▸ AIM OF THE EXERCISE
Turn everything in the material from the line containing "like point(1011, 680)." down to the line containing "point(64, 332)", both included, into a numbered list with one line per item. Leave out blank lines and anything outside that stretch.

▸ MATERIALS PROVIDED
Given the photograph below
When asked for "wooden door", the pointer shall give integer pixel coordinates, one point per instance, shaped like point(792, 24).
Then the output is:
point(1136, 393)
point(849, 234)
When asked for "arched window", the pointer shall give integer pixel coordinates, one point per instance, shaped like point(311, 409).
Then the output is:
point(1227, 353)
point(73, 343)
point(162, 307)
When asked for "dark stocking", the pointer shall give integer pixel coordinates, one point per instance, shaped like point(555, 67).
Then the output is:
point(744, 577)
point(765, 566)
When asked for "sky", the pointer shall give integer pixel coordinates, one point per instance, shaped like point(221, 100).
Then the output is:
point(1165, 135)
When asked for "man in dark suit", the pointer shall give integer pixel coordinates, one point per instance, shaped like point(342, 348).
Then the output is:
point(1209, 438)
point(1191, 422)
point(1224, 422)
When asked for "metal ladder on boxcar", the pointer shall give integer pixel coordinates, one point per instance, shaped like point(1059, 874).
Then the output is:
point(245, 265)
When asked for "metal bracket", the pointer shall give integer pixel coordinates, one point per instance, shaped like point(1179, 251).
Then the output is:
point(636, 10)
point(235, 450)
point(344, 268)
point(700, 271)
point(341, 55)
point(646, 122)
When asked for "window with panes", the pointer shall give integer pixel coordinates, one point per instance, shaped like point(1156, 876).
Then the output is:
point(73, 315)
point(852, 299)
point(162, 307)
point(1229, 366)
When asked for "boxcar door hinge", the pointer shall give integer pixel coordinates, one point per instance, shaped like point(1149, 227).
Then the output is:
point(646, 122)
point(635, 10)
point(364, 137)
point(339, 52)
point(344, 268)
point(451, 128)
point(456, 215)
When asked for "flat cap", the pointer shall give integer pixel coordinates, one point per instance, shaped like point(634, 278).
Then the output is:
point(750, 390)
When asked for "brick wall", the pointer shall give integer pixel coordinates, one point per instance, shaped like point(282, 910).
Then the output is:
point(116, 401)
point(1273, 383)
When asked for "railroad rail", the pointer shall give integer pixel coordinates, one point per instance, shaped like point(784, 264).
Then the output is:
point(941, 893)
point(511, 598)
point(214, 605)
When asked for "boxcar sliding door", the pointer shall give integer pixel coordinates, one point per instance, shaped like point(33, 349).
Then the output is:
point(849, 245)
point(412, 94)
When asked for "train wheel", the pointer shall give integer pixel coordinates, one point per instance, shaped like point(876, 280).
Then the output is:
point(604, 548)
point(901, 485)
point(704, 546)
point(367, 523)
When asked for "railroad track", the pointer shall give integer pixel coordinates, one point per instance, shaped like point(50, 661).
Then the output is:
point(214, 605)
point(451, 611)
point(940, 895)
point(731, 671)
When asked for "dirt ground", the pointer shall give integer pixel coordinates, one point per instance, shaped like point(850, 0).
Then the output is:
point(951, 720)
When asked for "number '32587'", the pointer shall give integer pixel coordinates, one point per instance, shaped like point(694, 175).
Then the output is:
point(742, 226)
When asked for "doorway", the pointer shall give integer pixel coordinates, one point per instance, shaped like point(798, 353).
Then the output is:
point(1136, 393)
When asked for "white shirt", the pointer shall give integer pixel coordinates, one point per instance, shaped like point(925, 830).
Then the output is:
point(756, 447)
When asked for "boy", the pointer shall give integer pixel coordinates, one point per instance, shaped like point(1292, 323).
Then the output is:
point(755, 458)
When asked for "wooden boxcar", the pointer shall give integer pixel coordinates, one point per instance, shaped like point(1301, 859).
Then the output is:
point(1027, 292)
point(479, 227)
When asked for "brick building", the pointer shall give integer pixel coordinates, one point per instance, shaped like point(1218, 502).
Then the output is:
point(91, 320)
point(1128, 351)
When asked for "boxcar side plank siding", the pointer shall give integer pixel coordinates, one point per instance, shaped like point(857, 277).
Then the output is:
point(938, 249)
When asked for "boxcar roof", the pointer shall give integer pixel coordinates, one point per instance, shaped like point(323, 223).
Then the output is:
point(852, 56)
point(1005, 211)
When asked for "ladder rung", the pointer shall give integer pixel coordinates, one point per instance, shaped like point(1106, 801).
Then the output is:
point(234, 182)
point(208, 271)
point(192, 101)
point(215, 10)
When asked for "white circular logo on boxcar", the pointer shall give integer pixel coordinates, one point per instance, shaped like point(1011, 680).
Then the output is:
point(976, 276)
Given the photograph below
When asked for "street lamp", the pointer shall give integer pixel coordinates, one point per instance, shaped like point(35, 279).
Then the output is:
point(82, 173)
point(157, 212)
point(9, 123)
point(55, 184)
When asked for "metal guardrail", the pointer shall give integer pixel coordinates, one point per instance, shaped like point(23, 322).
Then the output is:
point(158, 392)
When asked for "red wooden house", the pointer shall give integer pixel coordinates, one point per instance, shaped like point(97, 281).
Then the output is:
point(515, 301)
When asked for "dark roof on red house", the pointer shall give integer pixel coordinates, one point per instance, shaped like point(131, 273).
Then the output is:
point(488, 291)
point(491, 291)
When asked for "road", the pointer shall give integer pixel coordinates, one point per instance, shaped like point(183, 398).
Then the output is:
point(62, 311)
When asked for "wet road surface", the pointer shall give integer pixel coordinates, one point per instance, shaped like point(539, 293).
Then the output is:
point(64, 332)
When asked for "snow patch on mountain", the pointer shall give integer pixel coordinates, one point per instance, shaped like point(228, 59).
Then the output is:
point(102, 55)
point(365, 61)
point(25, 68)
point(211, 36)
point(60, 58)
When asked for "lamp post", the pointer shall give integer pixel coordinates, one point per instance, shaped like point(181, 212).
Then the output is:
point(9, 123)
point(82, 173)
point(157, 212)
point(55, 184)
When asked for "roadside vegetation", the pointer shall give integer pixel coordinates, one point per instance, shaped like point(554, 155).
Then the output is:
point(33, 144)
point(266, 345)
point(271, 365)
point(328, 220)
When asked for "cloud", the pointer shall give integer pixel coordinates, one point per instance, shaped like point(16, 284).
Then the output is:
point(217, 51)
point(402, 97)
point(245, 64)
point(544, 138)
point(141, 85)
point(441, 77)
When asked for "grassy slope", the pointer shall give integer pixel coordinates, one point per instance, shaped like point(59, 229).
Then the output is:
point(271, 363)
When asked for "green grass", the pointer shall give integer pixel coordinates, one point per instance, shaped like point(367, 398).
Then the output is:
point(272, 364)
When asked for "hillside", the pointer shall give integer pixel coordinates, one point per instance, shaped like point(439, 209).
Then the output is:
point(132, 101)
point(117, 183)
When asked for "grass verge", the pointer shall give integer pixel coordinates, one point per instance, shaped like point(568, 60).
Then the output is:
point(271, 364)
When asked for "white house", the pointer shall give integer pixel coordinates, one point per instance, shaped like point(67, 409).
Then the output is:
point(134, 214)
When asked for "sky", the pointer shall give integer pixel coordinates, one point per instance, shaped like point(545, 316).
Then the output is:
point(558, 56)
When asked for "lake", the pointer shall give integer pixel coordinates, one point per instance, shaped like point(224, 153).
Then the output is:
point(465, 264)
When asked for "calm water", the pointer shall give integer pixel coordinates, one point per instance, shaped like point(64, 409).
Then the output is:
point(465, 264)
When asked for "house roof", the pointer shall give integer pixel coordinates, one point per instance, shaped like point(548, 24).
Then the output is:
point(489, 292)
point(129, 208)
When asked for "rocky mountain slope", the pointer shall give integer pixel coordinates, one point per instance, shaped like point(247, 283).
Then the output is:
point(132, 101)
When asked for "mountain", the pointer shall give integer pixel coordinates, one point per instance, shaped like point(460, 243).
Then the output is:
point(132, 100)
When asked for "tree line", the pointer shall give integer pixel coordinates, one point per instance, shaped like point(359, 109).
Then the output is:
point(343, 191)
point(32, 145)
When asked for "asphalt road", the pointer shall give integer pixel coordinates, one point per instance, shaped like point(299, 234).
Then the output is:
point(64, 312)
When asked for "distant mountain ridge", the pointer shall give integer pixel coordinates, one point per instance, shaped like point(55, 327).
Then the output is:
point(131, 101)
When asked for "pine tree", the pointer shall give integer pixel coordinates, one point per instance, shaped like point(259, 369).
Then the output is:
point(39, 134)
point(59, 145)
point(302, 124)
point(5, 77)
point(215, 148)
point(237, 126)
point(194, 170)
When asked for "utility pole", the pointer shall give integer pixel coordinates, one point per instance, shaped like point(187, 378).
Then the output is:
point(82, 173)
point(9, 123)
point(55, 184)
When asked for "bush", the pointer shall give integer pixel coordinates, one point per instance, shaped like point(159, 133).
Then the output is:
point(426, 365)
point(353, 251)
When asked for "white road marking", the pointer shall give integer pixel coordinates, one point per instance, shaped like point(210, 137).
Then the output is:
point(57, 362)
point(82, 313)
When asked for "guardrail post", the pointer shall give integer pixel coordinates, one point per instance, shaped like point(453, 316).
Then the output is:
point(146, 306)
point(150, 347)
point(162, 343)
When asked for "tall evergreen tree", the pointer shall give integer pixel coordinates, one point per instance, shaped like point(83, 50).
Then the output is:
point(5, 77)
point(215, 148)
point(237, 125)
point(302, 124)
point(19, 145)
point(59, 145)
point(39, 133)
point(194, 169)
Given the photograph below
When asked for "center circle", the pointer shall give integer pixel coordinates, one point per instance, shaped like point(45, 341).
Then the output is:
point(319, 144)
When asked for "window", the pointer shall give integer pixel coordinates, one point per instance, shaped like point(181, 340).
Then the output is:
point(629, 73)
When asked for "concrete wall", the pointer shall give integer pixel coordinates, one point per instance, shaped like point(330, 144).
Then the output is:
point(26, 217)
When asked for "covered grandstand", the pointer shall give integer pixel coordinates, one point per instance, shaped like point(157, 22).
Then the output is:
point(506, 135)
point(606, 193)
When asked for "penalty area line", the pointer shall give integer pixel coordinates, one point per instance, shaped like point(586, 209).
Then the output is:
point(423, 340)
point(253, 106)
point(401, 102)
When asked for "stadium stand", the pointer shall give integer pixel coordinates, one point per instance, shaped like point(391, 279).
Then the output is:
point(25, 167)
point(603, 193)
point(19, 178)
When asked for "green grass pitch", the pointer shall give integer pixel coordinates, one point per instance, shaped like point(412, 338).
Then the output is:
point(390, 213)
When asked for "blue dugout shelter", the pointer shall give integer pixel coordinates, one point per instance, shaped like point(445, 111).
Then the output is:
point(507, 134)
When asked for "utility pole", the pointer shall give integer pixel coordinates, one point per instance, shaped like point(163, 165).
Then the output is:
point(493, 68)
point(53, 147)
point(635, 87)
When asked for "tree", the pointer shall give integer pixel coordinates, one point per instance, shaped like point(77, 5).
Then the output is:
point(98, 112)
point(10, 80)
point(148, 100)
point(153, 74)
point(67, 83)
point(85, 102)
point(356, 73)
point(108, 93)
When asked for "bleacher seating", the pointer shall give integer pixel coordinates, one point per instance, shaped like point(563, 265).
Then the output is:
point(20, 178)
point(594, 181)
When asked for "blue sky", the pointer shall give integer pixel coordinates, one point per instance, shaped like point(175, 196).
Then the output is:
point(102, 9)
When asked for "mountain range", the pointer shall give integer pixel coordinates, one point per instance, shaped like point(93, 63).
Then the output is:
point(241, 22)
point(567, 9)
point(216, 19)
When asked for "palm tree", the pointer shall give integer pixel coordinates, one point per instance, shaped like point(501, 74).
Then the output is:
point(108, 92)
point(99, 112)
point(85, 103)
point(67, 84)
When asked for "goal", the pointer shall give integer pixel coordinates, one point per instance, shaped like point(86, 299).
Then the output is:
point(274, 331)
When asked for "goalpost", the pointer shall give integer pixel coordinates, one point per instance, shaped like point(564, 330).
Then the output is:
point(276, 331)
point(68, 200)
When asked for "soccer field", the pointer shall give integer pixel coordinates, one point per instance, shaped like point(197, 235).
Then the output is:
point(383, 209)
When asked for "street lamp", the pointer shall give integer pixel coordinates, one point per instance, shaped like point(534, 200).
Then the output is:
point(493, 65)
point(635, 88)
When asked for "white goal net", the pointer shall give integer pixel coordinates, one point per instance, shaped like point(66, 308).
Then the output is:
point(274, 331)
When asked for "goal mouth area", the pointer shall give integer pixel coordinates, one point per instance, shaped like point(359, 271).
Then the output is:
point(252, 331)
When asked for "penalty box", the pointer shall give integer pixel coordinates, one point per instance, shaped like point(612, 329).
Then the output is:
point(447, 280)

▸ SOLUTION TO THIS TASK
1. When asked for "white circular logo on boxcar", the pointer shall give integer pixel coordinates, one point per instance, shaped like point(1011, 680).
2. Then the output is:
3. point(976, 276)
4. Given the photograph below
5. When asked for "street lamp", the pointer shall give integer pixel coordinates, one point per instance, shaped like point(35, 279).
6. Then the output is:
7. point(82, 173)
8. point(157, 212)
9. point(9, 123)
10. point(55, 184)
11. When asked for "metal guardrail", the pointer shall give integer pixel coordinates, one point per instance, shaped like point(23, 322).
12. Then the output is:
13. point(158, 392)
14. When asked for "red wooden house", the pointer shall give integer pixel coordinates, one point per instance, shaped like point(97, 281).
15. Then the output is:
16. point(515, 301)
17. When asked for "dark roof on red house", the pointer shall give integer pixel coordinates, one point per instance, shaped like point(131, 273).
18. Then the output is:
19. point(488, 291)
20. point(491, 291)
21. When asked for "road", the pointer shall give integer pixel coordinates, one point per instance, shaped like point(183, 398).
22. Then the output is:
23. point(62, 311)
24. When asked for "wet road surface", the pointer shall give integer pixel coordinates, one point per instance, shaped like point(539, 293).
25. Then the output is:
26. point(64, 332)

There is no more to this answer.